RECORDS -
···
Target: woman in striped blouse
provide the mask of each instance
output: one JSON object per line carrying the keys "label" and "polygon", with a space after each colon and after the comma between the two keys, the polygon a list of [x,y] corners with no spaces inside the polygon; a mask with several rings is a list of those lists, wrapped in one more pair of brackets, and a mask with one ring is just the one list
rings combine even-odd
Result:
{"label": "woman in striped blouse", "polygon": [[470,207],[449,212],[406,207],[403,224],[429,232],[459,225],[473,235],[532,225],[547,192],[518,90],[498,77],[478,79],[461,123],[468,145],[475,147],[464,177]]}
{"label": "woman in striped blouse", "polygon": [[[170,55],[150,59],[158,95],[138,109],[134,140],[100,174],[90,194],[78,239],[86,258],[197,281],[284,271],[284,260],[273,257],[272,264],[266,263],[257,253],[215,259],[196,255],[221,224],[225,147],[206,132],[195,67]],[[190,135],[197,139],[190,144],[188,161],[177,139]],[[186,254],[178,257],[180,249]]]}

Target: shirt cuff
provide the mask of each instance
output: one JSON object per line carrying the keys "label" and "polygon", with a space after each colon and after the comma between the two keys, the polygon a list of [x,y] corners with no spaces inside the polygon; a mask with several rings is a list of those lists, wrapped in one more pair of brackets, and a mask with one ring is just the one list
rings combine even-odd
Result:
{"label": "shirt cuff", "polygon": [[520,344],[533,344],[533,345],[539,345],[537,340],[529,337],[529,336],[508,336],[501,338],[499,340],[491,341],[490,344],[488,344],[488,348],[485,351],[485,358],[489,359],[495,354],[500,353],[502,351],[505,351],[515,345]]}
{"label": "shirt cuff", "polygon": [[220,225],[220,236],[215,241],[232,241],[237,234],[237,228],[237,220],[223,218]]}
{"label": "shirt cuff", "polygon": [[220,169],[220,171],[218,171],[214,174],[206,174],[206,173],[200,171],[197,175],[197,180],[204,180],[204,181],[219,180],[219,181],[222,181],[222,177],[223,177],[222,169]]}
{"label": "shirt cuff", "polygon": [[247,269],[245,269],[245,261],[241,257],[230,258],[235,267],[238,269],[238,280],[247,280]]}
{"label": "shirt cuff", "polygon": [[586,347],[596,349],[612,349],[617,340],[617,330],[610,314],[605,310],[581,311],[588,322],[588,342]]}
···
TASK ITEM -
A verbatim copy of every entry is needed.

RESULT OF THIS TASK -
Target: woman in striped blouse
provide the mask of each instance
output: one JSON object per line carrying the keys "label" and "polygon", with a space after each colon and after the comma between the two keys, the polygon a list of [x,y] corners with no spaces inside the polygon; a mask with several rings is a list of those lists, wrapped in one more pair of brackets, and a mask with one ring is just the one list
rings combine even-odd
Result:
{"label": "woman in striped blouse", "polygon": [[470,207],[449,212],[406,207],[403,224],[429,232],[459,225],[473,235],[532,225],[547,192],[518,90],[498,77],[478,79],[461,123],[468,145],[475,147],[464,177]]}
{"label": "woman in striped blouse", "polygon": [[[170,55],[150,59],[158,95],[138,109],[134,140],[100,174],[90,194],[78,239],[86,258],[197,281],[284,271],[284,260],[273,257],[272,264],[266,263],[257,253],[215,259],[196,255],[221,224],[225,147],[206,132],[195,67]],[[190,135],[197,139],[190,144],[188,161],[177,139]],[[186,254],[178,257],[180,249]]]}

Target: shirt cuff
provide the mask of each instance
output: one JSON object per line carrying the keys "label" and "polygon", with a space after each colon and after the comma between the two keys, the polygon a list of [x,y] corners with no spaces inside the polygon; a mask with several rings is a list of those lists, wrapped in one more pair of brackets, and a mask with one ring is just the one list
rings combine even-odd
Result:
{"label": "shirt cuff", "polygon": [[520,344],[533,344],[533,345],[539,345],[537,340],[529,337],[529,336],[508,336],[501,338],[499,340],[491,341],[490,344],[488,344],[488,348],[485,351],[485,358],[489,359],[495,354],[500,353],[502,351],[505,351],[515,345]]}
{"label": "shirt cuff", "polygon": [[220,225],[220,236],[215,241],[232,241],[237,234],[237,228],[237,220],[223,218]]}
{"label": "shirt cuff", "polygon": [[220,169],[220,171],[218,171],[214,174],[206,174],[206,173],[200,171],[197,175],[197,180],[204,180],[204,181],[219,180],[219,181],[222,181],[222,177],[223,177],[222,169]]}
{"label": "shirt cuff", "polygon": [[247,269],[245,269],[245,261],[241,257],[230,258],[235,267],[238,269],[238,280],[247,280]]}
{"label": "shirt cuff", "polygon": [[586,347],[596,349],[612,349],[617,340],[617,330],[610,314],[605,310],[581,311],[588,322],[588,342]]}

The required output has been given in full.